▸ **REQUEST**: Reproduce word for word everything in the entries from the line containing "Task: locate the metal" down to the line containing "<point>83,60</point>", with both of those lines included.

▸ **Excerpt from a dataset**:
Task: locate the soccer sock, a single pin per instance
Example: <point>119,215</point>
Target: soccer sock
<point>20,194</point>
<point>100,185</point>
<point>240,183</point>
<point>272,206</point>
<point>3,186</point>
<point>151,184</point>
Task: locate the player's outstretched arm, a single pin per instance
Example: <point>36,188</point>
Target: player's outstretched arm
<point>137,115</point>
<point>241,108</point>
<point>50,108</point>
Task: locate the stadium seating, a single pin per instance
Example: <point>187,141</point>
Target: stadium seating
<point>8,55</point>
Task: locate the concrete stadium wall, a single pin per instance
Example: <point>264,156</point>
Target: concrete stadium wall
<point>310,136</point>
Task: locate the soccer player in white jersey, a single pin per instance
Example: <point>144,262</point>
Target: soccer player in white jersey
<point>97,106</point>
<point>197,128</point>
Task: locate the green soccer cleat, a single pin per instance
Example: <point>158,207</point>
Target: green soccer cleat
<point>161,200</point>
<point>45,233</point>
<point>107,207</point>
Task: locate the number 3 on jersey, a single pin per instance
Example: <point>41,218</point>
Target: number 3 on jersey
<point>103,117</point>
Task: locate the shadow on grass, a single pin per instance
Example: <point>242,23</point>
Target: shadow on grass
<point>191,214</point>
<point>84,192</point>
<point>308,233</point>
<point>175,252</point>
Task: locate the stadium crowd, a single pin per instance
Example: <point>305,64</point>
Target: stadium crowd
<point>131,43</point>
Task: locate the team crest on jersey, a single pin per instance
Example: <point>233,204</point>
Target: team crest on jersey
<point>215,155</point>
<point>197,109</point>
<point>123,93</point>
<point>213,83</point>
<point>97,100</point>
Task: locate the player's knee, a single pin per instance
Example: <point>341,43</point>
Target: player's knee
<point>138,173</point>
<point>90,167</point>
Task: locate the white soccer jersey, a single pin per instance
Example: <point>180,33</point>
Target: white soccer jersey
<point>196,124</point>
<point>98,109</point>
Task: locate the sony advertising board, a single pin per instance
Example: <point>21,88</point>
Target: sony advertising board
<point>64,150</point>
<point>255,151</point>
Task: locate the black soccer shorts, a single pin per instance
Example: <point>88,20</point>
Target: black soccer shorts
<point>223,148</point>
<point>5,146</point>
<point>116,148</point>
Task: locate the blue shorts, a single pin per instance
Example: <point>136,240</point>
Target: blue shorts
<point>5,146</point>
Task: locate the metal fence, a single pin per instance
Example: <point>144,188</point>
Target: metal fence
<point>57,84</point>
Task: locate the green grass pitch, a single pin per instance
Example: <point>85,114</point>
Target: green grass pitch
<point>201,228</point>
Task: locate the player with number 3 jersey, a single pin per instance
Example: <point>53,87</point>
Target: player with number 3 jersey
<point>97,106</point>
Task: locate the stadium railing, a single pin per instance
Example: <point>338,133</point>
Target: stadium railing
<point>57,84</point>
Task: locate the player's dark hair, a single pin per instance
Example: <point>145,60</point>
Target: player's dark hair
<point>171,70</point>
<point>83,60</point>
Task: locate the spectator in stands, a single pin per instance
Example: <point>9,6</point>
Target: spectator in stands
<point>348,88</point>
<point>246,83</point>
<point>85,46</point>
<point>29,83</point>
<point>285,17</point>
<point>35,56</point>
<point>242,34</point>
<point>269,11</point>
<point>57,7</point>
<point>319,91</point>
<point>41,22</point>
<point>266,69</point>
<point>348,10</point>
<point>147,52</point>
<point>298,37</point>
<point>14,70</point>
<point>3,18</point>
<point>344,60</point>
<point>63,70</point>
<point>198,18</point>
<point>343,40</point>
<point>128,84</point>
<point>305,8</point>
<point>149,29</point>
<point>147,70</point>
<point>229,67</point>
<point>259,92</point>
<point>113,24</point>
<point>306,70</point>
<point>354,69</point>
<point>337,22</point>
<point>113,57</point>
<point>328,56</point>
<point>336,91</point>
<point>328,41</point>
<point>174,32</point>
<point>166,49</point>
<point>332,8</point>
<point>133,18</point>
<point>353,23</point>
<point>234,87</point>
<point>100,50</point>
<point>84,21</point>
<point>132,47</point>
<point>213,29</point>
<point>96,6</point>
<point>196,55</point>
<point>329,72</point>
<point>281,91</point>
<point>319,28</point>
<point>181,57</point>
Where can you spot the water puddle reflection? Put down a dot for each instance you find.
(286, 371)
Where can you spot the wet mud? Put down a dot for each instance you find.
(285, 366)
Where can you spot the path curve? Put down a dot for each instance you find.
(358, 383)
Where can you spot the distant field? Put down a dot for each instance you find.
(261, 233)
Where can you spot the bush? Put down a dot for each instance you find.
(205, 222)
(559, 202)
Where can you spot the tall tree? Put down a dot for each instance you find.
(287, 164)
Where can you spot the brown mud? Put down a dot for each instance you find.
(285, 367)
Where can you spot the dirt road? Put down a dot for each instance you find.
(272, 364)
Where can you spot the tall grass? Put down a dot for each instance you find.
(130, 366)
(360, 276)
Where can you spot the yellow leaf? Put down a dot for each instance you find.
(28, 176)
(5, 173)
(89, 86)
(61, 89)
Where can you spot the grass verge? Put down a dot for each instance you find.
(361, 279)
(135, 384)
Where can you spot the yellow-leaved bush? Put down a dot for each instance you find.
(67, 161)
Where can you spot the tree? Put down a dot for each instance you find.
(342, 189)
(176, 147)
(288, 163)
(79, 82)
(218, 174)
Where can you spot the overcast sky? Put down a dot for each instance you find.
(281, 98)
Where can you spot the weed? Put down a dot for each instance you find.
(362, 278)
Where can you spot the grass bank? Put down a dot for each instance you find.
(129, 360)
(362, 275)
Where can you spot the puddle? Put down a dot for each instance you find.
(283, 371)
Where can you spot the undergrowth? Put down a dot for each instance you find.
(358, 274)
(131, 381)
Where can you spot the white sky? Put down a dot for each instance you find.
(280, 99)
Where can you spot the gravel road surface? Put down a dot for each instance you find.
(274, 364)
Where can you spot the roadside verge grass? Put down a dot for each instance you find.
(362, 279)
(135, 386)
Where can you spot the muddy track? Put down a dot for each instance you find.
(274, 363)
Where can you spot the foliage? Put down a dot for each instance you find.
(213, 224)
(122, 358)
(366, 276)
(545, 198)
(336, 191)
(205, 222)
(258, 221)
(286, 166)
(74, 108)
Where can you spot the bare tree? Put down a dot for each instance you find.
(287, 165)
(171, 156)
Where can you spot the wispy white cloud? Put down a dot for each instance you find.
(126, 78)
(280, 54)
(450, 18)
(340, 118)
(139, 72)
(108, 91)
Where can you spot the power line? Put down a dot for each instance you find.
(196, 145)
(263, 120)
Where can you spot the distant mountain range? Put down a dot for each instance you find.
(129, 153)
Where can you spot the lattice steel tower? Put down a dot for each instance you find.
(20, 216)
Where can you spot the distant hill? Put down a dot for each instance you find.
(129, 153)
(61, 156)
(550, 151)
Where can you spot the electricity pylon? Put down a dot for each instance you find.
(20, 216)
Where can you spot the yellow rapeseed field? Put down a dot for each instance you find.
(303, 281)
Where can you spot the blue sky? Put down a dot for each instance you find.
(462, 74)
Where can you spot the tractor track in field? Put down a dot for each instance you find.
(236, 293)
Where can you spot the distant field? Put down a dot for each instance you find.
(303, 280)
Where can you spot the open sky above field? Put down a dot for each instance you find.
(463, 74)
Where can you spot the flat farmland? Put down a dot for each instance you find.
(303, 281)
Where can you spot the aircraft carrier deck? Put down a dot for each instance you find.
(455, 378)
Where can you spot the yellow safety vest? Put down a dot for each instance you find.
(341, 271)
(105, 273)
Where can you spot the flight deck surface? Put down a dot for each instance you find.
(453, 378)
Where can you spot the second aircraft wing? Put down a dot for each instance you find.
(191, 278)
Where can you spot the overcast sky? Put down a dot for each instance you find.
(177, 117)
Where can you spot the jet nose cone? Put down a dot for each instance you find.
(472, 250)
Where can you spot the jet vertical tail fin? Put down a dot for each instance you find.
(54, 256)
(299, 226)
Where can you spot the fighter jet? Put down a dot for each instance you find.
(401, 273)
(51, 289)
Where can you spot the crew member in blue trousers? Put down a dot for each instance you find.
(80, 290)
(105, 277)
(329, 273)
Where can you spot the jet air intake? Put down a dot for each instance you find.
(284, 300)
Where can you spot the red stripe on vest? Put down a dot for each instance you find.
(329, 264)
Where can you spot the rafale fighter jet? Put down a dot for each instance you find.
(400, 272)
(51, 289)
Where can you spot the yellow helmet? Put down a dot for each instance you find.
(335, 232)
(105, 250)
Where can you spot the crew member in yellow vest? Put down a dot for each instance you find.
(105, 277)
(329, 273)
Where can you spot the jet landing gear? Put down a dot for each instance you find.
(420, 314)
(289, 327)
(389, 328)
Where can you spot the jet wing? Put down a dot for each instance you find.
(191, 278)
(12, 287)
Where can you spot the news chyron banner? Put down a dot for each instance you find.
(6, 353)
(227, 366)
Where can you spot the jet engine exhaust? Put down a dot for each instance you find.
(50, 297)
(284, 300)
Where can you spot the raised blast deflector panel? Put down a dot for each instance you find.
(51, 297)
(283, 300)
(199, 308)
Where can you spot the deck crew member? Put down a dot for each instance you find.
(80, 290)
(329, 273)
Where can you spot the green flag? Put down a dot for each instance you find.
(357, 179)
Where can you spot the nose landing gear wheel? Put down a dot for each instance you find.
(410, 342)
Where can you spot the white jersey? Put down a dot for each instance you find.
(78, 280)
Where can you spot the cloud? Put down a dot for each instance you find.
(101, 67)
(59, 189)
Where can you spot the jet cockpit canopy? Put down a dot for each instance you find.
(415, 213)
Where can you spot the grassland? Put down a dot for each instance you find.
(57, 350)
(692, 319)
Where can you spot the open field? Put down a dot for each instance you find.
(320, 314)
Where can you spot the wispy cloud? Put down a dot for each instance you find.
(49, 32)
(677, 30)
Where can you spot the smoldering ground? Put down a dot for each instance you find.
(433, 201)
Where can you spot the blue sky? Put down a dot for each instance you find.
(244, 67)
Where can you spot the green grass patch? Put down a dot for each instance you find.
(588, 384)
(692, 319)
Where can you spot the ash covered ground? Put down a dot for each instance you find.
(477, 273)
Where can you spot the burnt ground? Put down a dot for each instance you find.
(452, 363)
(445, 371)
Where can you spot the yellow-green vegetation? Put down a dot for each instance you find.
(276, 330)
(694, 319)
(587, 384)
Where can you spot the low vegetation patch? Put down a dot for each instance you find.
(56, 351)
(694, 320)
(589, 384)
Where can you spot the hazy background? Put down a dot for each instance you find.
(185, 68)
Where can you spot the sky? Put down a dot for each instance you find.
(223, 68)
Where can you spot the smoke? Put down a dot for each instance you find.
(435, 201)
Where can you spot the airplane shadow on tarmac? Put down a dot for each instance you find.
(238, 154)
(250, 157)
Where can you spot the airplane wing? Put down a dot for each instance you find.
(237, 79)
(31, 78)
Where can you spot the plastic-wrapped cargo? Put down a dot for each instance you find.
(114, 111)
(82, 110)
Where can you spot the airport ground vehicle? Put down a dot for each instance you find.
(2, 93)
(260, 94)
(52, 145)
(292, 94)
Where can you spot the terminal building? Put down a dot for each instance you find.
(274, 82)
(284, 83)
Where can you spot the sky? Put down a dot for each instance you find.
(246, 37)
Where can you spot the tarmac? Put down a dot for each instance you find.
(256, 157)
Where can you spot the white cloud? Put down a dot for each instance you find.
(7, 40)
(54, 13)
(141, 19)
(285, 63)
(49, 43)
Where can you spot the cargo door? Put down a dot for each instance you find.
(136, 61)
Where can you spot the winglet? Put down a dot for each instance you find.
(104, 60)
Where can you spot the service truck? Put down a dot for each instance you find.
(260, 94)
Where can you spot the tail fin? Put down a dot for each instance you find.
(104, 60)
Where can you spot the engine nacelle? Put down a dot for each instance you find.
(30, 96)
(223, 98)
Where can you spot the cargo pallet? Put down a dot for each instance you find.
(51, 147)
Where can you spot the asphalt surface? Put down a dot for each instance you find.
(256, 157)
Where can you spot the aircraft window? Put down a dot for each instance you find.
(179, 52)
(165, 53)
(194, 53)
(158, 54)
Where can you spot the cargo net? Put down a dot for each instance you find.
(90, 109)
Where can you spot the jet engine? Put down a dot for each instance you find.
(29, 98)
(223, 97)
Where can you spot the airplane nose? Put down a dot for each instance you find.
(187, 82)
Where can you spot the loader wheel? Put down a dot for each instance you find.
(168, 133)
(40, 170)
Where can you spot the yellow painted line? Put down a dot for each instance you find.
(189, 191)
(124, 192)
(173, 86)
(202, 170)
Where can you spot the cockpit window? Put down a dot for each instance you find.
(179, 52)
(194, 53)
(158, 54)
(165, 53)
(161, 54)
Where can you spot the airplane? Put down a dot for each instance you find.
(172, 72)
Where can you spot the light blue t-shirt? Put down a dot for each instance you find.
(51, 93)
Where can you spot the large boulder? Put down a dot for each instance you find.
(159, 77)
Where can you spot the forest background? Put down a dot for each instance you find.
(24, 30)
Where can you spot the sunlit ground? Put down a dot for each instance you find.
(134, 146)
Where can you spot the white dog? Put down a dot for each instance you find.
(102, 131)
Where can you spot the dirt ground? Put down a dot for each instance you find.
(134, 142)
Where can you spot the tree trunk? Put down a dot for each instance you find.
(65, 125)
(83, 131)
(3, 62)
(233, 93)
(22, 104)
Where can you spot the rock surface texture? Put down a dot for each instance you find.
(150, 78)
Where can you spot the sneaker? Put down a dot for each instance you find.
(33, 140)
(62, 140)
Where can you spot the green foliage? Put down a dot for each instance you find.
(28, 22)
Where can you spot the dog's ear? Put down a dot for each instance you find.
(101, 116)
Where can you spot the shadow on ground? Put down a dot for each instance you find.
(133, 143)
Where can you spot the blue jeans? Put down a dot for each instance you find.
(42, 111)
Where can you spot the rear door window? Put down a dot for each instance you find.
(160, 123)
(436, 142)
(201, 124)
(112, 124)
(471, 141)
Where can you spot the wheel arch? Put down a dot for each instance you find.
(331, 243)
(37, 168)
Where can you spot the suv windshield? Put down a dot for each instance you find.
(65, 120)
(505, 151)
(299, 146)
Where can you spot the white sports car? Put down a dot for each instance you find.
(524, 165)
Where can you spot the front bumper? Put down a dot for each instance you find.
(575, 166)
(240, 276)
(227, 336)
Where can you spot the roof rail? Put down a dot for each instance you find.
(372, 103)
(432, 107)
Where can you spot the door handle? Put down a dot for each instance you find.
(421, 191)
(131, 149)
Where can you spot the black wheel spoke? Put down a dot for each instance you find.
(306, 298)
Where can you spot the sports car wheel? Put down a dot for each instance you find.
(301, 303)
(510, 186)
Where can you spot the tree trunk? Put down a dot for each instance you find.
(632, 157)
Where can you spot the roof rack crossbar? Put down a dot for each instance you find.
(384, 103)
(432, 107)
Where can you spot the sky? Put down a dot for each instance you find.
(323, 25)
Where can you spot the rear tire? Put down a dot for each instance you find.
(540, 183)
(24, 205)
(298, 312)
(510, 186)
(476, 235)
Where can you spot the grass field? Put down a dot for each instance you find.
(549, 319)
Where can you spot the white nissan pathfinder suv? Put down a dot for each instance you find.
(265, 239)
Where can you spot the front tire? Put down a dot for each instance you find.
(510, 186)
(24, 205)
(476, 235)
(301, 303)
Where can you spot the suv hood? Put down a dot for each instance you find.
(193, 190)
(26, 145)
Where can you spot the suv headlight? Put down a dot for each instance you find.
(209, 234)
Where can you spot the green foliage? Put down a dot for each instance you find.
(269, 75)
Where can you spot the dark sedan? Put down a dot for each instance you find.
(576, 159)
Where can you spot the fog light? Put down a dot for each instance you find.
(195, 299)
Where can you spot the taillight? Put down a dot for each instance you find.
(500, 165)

▸ **SOLUTION TO THIS PROBLEM**:
Task: locate the metal fence, a single pin per instance
Example: <point>144,188</point>
Target: metal fence
<point>57,84</point>
Task: locate the green grass pitch, a single pin per instance
Example: <point>85,114</point>
Target: green grass pitch
<point>201,228</point>
Task: locate the player with number 3 jersey, a single pin per instance
Example: <point>53,87</point>
Target: player with number 3 jersey
<point>97,106</point>
Task: locate the stadium railing, a single pin per instance
Example: <point>338,133</point>
Target: stadium railing
<point>57,84</point>
Task: locate the player's dark hair, a single pin per instance
Example: <point>145,60</point>
Target: player's dark hair
<point>171,70</point>
<point>83,60</point>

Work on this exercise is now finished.